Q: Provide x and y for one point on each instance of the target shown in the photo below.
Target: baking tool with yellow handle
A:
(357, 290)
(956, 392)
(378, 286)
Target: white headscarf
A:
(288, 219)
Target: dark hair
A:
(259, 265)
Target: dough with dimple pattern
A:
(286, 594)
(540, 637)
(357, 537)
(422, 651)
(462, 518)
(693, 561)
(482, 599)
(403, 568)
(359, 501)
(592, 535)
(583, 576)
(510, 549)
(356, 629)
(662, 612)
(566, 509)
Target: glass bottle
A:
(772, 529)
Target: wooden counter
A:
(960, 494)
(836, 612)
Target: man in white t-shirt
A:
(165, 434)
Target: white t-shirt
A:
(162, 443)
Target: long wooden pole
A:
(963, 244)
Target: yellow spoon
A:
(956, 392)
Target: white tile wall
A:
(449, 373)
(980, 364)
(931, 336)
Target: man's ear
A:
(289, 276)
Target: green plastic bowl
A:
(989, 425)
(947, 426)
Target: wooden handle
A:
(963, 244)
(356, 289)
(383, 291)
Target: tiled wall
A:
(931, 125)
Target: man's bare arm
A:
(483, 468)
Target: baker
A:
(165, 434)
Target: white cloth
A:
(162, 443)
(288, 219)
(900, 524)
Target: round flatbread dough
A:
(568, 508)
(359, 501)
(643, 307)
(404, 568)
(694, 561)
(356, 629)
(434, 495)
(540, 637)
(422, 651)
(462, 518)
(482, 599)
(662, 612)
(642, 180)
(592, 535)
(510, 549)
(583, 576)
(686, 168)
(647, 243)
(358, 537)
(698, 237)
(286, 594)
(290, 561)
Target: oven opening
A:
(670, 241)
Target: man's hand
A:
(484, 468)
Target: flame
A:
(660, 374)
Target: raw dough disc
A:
□ □ □ □ □
- EXERCISE BRIEF -
Nothing in the records may be left out; reproduce them exactly.

- SOLUTION TO THIS PROBLEM -
Q: Provide x and y for one point on each instance of the target shown in the photo below.
Target: baking tool with yellow handle
A:
(357, 290)
(956, 392)
(378, 286)
Target: white headscarf
A:
(288, 219)
Target: dark hair
A:
(259, 265)
Target: dough with dimple pattern
A:
(286, 594)
(540, 637)
(357, 537)
(422, 651)
(462, 518)
(693, 561)
(482, 599)
(403, 568)
(359, 501)
(592, 535)
(583, 576)
(510, 549)
(356, 629)
(662, 612)
(566, 509)
Target: glass bottle
A:
(772, 529)
Target: wooden counter
A:
(960, 494)
(836, 612)
Target: man in white t-shirt
A:
(165, 434)
Target: white t-shirt
A:
(162, 443)
Target: long wooden pole
A:
(963, 244)
Target: yellow spoon
A:
(956, 392)
Target: white tile wall
A:
(449, 373)
(980, 364)
(931, 336)
Target: man's ear
A:
(289, 276)
Target: green plastic bowl
A:
(989, 425)
(947, 426)
Target: wooden handle
A:
(963, 244)
(356, 289)
(383, 291)
Target: tiled wall
A:
(931, 125)
Target: man's bare arm
A:
(483, 468)
Target: baker
A:
(165, 434)
Target: white cloth
A:
(162, 443)
(288, 219)
(900, 524)
Target: round flatbread dough
A:
(568, 508)
(359, 501)
(643, 307)
(404, 568)
(694, 561)
(356, 629)
(434, 495)
(540, 637)
(422, 651)
(462, 518)
(482, 599)
(662, 612)
(642, 180)
(592, 535)
(510, 549)
(583, 576)
(686, 168)
(647, 243)
(358, 537)
(698, 237)
(286, 594)
(290, 561)
Target: oven opening
A:
(670, 241)
Target: man's hand
A:
(484, 468)
Target: flame
A:
(660, 374)
Target: raw dough disc
A:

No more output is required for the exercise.